** Point annotation records **

━━━━

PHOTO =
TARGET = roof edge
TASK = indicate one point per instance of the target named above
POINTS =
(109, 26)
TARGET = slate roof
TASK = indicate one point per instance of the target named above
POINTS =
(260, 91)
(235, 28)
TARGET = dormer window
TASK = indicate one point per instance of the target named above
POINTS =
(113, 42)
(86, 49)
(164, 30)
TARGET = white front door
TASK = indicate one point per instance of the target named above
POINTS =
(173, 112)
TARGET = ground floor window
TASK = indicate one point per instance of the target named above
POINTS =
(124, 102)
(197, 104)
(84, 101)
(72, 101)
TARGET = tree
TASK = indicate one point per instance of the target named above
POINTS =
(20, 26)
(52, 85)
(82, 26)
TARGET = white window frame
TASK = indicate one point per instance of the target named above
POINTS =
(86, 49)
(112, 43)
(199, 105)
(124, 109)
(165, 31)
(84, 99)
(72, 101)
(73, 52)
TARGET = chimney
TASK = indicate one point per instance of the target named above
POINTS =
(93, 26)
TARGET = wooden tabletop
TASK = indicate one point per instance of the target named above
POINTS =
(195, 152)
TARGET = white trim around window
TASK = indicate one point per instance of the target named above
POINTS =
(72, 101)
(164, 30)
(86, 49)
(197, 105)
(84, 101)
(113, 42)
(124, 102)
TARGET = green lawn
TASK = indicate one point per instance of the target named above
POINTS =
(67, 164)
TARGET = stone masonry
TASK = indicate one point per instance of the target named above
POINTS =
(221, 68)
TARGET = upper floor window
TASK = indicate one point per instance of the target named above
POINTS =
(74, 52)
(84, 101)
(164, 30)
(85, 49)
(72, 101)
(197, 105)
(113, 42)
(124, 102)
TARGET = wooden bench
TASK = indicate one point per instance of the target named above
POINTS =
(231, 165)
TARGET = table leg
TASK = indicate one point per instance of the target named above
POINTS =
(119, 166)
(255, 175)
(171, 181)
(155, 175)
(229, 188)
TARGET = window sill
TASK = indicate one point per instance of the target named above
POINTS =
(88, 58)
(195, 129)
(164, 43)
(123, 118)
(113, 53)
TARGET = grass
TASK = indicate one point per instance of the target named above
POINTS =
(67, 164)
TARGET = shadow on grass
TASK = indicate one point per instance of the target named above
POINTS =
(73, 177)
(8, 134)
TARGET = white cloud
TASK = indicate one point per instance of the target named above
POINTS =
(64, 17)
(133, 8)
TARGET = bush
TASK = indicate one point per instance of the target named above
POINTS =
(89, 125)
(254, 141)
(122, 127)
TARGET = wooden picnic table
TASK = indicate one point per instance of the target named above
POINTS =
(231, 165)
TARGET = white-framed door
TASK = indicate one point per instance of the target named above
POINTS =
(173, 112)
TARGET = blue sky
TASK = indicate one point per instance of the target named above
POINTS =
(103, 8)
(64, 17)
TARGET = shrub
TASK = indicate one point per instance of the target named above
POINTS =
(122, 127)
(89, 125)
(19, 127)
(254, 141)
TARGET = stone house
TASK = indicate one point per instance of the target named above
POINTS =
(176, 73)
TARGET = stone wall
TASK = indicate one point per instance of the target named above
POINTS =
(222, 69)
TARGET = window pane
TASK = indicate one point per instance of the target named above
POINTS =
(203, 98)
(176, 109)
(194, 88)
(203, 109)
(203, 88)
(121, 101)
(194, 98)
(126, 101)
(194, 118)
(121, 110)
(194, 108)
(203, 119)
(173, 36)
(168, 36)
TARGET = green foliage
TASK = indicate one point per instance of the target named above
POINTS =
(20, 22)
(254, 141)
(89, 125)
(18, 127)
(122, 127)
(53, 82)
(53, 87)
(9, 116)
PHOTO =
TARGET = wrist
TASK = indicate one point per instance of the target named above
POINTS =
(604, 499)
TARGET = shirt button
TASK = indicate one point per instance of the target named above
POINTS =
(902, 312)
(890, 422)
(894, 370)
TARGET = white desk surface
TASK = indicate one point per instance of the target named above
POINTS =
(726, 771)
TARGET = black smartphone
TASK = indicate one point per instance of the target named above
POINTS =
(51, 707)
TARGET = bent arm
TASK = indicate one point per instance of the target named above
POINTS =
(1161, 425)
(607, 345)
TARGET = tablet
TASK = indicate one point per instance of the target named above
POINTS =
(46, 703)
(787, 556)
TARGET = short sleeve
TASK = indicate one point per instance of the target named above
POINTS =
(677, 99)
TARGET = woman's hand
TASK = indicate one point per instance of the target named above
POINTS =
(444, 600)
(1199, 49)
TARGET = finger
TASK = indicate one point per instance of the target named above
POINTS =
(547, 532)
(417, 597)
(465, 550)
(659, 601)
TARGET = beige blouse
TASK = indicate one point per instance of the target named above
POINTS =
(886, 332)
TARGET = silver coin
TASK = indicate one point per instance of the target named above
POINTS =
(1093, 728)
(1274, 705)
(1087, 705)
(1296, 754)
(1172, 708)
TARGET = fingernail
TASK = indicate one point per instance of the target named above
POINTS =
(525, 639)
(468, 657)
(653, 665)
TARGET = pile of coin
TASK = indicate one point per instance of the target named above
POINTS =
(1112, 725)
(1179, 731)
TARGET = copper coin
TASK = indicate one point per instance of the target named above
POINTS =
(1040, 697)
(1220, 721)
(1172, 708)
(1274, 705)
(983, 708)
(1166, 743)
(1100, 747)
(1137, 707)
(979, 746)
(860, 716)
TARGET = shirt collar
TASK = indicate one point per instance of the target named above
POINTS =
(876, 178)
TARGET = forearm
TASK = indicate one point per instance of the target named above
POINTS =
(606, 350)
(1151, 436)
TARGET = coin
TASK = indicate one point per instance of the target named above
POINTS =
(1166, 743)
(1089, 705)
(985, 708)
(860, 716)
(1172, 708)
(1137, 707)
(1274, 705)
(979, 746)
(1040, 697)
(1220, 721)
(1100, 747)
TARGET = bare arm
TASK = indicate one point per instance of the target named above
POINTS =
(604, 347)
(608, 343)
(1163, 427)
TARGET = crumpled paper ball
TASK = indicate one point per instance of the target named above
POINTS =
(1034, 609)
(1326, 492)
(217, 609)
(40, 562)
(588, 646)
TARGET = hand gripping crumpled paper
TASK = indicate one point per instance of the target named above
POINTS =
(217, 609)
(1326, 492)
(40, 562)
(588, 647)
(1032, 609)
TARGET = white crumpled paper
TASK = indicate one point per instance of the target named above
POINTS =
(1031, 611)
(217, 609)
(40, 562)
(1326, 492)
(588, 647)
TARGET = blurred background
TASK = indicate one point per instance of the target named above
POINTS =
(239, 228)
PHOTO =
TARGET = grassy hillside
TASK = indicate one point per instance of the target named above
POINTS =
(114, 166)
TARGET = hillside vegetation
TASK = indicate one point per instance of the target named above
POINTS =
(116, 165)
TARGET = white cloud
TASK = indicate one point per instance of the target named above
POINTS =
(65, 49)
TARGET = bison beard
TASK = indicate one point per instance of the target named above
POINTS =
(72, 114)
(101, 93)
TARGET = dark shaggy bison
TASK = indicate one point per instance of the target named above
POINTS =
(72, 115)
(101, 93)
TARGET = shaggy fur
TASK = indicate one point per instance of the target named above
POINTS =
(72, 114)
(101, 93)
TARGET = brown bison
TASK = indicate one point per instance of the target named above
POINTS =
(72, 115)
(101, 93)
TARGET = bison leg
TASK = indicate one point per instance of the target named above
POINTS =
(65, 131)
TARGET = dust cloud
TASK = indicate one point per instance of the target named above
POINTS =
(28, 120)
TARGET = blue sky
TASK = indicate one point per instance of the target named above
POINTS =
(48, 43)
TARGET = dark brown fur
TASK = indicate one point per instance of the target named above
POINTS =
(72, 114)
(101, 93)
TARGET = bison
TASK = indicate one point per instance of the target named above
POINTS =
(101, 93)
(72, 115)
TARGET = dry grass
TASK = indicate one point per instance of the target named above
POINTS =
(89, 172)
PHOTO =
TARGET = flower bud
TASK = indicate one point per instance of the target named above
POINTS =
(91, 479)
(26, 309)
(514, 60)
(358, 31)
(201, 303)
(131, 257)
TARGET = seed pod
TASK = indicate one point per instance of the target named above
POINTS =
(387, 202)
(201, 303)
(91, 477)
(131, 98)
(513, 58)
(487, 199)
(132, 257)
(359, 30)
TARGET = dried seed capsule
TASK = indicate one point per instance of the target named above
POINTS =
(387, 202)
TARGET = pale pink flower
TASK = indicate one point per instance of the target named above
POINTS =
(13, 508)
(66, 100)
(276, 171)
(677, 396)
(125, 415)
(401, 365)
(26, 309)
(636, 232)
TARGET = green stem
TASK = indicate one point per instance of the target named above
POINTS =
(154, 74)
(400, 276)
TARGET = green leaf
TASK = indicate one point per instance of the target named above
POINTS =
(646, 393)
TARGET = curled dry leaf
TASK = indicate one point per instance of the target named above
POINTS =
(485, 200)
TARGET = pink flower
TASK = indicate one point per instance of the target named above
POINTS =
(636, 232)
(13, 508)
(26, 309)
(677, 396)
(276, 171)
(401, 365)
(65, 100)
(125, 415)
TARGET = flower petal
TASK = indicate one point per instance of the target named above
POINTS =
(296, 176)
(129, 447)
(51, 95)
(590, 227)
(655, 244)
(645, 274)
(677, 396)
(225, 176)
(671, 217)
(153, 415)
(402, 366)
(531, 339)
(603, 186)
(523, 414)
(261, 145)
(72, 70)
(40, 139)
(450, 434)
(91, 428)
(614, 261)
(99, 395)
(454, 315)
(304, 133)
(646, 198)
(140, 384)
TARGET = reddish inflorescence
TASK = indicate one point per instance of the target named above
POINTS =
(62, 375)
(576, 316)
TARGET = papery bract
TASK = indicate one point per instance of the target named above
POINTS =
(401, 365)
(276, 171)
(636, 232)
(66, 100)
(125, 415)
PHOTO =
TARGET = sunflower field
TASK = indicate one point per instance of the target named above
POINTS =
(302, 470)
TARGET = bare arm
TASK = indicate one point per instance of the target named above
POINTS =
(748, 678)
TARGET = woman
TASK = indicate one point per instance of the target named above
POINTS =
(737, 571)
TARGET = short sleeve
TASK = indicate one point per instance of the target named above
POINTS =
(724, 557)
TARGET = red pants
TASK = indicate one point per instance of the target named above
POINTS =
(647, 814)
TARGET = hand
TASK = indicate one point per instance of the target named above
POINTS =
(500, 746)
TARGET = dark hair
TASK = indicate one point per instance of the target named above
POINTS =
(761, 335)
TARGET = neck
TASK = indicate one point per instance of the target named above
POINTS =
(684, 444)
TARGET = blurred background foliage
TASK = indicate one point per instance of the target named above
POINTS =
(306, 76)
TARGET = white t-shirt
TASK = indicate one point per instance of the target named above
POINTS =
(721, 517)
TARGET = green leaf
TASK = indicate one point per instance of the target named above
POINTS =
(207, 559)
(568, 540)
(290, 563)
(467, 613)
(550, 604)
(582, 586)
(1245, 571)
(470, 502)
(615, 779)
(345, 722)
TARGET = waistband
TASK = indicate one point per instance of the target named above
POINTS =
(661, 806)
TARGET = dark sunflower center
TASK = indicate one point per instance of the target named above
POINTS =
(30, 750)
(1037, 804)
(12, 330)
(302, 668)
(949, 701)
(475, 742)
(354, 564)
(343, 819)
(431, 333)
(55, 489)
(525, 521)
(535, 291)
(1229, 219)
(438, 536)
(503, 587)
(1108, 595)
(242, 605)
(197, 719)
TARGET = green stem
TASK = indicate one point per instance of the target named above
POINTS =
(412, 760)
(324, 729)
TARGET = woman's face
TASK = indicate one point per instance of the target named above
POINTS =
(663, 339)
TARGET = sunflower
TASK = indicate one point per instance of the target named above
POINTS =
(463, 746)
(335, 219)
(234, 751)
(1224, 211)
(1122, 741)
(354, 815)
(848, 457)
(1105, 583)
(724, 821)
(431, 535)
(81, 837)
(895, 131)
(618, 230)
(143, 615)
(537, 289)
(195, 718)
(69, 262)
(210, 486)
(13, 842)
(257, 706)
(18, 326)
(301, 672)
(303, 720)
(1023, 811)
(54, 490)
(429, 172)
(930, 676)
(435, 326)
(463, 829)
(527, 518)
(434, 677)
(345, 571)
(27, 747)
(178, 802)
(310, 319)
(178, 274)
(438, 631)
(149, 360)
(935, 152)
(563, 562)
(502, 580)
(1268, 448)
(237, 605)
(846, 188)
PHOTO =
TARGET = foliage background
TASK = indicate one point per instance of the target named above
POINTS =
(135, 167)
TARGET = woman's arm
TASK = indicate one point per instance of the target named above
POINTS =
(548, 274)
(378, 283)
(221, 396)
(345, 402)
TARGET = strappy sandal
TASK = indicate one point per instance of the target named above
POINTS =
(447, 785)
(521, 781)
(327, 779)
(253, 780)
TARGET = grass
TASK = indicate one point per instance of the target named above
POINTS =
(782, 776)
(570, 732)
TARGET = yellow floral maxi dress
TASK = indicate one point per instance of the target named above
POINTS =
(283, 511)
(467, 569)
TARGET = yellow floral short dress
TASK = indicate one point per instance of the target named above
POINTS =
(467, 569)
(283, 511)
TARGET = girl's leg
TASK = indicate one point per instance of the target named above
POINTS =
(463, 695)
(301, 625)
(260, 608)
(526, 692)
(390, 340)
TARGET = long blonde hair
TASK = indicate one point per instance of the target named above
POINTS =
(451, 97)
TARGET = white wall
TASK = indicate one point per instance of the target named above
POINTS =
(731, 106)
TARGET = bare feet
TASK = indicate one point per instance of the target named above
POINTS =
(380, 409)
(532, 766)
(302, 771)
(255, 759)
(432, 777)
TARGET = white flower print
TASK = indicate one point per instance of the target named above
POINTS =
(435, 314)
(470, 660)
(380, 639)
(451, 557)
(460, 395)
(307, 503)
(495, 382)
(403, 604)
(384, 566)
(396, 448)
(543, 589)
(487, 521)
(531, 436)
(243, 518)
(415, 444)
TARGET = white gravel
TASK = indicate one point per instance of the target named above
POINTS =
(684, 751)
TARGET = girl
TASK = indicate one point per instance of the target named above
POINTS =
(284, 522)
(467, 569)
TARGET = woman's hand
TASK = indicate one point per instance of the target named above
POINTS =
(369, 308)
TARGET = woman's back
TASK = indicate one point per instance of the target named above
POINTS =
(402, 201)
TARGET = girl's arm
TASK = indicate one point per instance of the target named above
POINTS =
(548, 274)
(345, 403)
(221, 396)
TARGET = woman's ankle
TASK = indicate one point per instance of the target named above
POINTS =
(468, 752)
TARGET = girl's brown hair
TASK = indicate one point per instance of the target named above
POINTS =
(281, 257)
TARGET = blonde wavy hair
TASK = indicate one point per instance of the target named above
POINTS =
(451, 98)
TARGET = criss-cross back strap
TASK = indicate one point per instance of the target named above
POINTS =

━━━━

Give back exactly the lines beginning at the one with "TARGET = woman's back" and ending at the final line of the material; both boundary lines belong in it.

TARGET = woman's back
TASK = indicate one point per instance of the target named above
POINTS =
(402, 201)
TARGET = girl's arm
TASK = indicate one point per instance of the target named above
POINTS =
(548, 274)
(345, 403)
(221, 396)
TARGET = woman's ankle
TASK = indicate one point per instance of the target named above
POINTS =
(468, 752)
TARGET = girl's brown hair
TASK = indicate one point per instance of the target named above
POINTS =
(281, 257)
TARGET = blonde wavy hair
TASK = indicate one point per instance of the target named above
POINTS =
(451, 98)
TARGET = criss-cross back strap
TASK = indicate one point per instance of the target named above
POINTS =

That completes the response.